Task instructions:
Reproduce the listing below word for word, keeping every line in its original order.

Data rows:
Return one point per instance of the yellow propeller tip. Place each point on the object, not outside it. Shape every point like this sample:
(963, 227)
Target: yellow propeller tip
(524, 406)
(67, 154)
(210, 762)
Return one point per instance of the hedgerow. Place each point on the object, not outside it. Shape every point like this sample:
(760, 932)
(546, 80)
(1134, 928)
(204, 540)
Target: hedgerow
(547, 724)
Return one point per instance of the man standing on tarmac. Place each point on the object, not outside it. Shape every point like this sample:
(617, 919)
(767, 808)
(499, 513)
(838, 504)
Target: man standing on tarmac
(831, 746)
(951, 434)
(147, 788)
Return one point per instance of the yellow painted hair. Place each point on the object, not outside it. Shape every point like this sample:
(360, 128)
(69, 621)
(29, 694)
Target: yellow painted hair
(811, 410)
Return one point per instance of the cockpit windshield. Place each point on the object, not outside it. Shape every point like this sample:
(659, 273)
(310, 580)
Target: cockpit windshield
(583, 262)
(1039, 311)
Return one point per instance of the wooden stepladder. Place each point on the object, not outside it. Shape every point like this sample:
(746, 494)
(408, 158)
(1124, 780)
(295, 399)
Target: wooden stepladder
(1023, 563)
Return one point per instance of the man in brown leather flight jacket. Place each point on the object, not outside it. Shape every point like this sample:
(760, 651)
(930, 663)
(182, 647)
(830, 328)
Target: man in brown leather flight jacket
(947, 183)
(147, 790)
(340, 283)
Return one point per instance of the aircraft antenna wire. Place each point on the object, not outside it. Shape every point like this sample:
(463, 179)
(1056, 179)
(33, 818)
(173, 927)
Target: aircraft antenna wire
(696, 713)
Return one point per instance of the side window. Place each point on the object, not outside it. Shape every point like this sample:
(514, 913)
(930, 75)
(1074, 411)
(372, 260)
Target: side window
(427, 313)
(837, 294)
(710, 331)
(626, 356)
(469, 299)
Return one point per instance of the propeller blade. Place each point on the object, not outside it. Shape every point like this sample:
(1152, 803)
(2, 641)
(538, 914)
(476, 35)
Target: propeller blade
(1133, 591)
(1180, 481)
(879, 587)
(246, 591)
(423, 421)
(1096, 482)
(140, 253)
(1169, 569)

Result:
Return one point per instance of the yellow propeller tip. Place each point on the object, not outside it. Shape every point like this sample:
(963, 227)
Target: yellow propeller tip
(524, 406)
(67, 154)
(210, 762)
Return one point per instance of the hedgerow. Place each point on the object, not outside it. Shape every point like this sample:
(760, 932)
(546, 80)
(1134, 928)
(204, 540)
Target: hedgerow
(547, 724)
Return one point per instance of the man standing on tarmac. Place each point on the object, not outside it. Shape every point like this sample:
(617, 919)
(767, 808)
(499, 513)
(838, 504)
Target: man standing on tarmac
(831, 746)
(951, 434)
(147, 788)
Return one point per instance of the yellow painted hair. Place each point on the object, not outside it. Shape every point like this sample:
(360, 128)
(69, 621)
(29, 694)
Target: yellow painted hair
(811, 410)
Return one point per instance of the cockpit windshield. Place each point on the object, not outside it. Shape every point like this sample:
(659, 273)
(310, 580)
Target: cockpit windshield
(583, 262)
(1039, 311)
Return one point per instance of the wooden stepladder. Place each point on the object, not outside it. Shape every point like this sample:
(746, 494)
(408, 158)
(1124, 780)
(295, 399)
Target: wooden stepladder
(1023, 563)
Return one point per instance of the man in brown leather flight jacket. Place each point on the object, not outside it. Shape every point like this sample:
(760, 651)
(930, 663)
(182, 647)
(830, 328)
Target: man in brown leather flight jacket
(947, 183)
(147, 790)
(340, 283)
Return one point per instance of the aircraft antenna wire. Place each point on the object, not outside it. Shape every point like this sample:
(463, 179)
(1056, 179)
(33, 818)
(173, 927)
Target: aircraft antenna wire
(696, 713)
Return one point per instance of the side window. Place each point on the object, not outside it. Shape every point like this sample:
(514, 913)
(930, 75)
(1074, 411)
(372, 260)
Target: side window
(427, 313)
(837, 294)
(710, 331)
(626, 356)
(469, 299)
Return one point per instance of the propeller blade. Place each point on the object, not outside it. Shape every point like this sample:
(1152, 803)
(2, 641)
(538, 914)
(476, 35)
Target: propeller blade
(1133, 591)
(1180, 481)
(879, 587)
(246, 591)
(423, 421)
(1096, 482)
(140, 253)
(1169, 569)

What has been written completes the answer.